# Excerpt to read:
::::::

Reputation: 605
I have this Perl program which picks data from specific columns starting from a certain row.
#!/usr/bin/perl
# This script is to pick the specific columns from a file, starting from a specific row
# FILE -> Name of the file to be passed at run time.
# rn -> Number of the row from where the data has to be picked.
use strict;
use warnings;
my $file = shift || "FILE";
my $rn = shift;
my $cols = shift;
open(my $fh, "<", $file) or die "Could not open file '$file' : $!\n";
while (<$fh>) {
$. <= $rn and next;
my @fields = split(/\t/);
print "$fields[$cols]\n";
}
My problem is that I am only able to get one column at a time. I want to be able to specify a selection of indices like this
0, 1, 3..6, 21..33
but it's giving me only the first column.

::::::

# Records supplied:
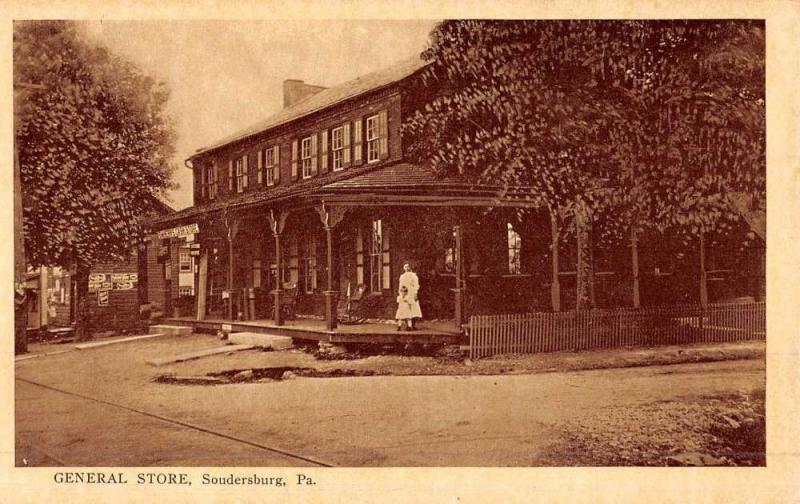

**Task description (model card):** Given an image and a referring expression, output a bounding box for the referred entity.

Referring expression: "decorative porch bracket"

::::::

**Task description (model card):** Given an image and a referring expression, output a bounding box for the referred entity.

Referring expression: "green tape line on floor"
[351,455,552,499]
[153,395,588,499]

::::::

# Brief 1:
Answer these about the Perl column-picking question:
(a) According to the script's comments, what does $rn represent?
(b) Which delimiter does the script split each line on?
(c) What selection of indices does the poster want to be able to specify?
# Brief 2:
Reproduce word for word the part of the Perl column-picking question starting at "Reputation: 605" and ending at "at run time.".
Leave the records out of this entirely.

# Final result 1:
(a) The number of the row from where the data has to be picked.
(b) A tab (\t).
(c) 0, 1, 3..6, 21..33

# Final result 2:
Reputation: 605
I have this Perl program which picks data from specific columns starting from a certain row.
#!/usr/bin/perl
# This script is to pick the specific columns from a file, starting from a specific row
# FILE -> Name of the file to be passed at run time.